[Position annotation records]
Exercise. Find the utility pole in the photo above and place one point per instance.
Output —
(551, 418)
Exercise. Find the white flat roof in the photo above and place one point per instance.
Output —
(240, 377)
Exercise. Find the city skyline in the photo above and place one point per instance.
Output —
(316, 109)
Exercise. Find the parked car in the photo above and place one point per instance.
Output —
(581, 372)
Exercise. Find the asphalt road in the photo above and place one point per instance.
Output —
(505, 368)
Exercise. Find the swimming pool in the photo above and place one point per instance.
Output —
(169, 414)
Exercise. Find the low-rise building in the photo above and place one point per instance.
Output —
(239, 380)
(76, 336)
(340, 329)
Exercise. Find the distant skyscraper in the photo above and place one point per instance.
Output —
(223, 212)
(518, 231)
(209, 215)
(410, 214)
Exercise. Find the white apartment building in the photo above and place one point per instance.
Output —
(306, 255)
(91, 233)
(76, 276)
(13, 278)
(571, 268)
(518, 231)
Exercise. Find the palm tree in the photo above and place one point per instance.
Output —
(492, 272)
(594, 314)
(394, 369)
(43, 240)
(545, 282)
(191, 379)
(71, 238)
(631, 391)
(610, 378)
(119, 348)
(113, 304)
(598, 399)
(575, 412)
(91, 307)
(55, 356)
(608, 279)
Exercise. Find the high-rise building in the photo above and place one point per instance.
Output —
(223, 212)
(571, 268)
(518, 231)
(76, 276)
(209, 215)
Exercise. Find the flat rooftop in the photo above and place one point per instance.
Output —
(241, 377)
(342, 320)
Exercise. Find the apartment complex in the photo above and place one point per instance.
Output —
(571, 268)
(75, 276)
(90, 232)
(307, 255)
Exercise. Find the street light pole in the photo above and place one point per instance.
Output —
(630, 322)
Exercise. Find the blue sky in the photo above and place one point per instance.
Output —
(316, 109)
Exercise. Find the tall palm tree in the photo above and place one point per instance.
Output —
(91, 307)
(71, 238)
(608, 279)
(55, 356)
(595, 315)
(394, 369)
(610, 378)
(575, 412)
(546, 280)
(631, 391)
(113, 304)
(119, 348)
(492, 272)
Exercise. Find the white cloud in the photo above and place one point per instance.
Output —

**WORK TO COMPLETE**
Please output the complete data exactly.

**SOLUTION**
Exercise. Find the utility pole in the photo above and place one point per instance.
Output —
(551, 418)
Exercise. Find the white flat roof in the photo above and place one point per instance.
Output —
(240, 377)
Exercise. Find the city skyline in the photo above and place one point per instance.
Output —
(316, 109)
Exercise. Find the parked car in the photo above and place one point per instance.
Output —
(581, 372)
Exercise. Find the asphalt road in the photo above and place one point per instance.
Output —
(505, 368)
Exercise. Find the swimming pool in the photo above and place one point per instance.
Output —
(169, 414)
Exercise. Find the low-rise building in the photo above and place one point per instance.
Output —
(239, 380)
(76, 336)
(340, 329)
Exercise. Find the distant skyscraper in the photo above and place one point per instance.
Output —
(223, 212)
(518, 231)
(209, 215)
(410, 214)
Exercise. Find the white apartment building in the photo above and place one point per instance.
Output —
(306, 255)
(91, 233)
(76, 276)
(13, 278)
(571, 268)
(518, 231)
Exercise. Find the palm tree in the photo above and place one point per instance.
Output —
(492, 272)
(594, 314)
(394, 369)
(43, 240)
(545, 282)
(191, 379)
(71, 238)
(631, 391)
(610, 378)
(119, 348)
(113, 304)
(598, 399)
(575, 412)
(91, 307)
(55, 356)
(608, 279)
Exercise. Find the high-rise building in the photo above and place one point per instance.
Output —
(223, 212)
(571, 268)
(518, 231)
(76, 276)
(209, 215)
Exercise. Find the flat rooftop in the photo above and place one point per instance.
Output —
(241, 377)
(342, 320)
Exercise. Find the apartment complex in the photo above and place one point per instance.
Output —
(571, 268)
(75, 276)
(90, 232)
(307, 255)
Exercise. Find the street light pole in the photo above and place one point per instance.
Output —
(630, 322)
Exercise. Find the blue sky in the photo above and place one point per instance.
Output —
(316, 109)
Exercise. Find the tall palm tree in the photo above and place one point per instance.
Output —
(91, 307)
(71, 238)
(608, 279)
(55, 356)
(595, 315)
(394, 369)
(610, 378)
(575, 412)
(546, 280)
(631, 391)
(113, 304)
(119, 348)
(492, 272)
Exercise. Find the white cloud in the photo above and place one point per instance.
Output —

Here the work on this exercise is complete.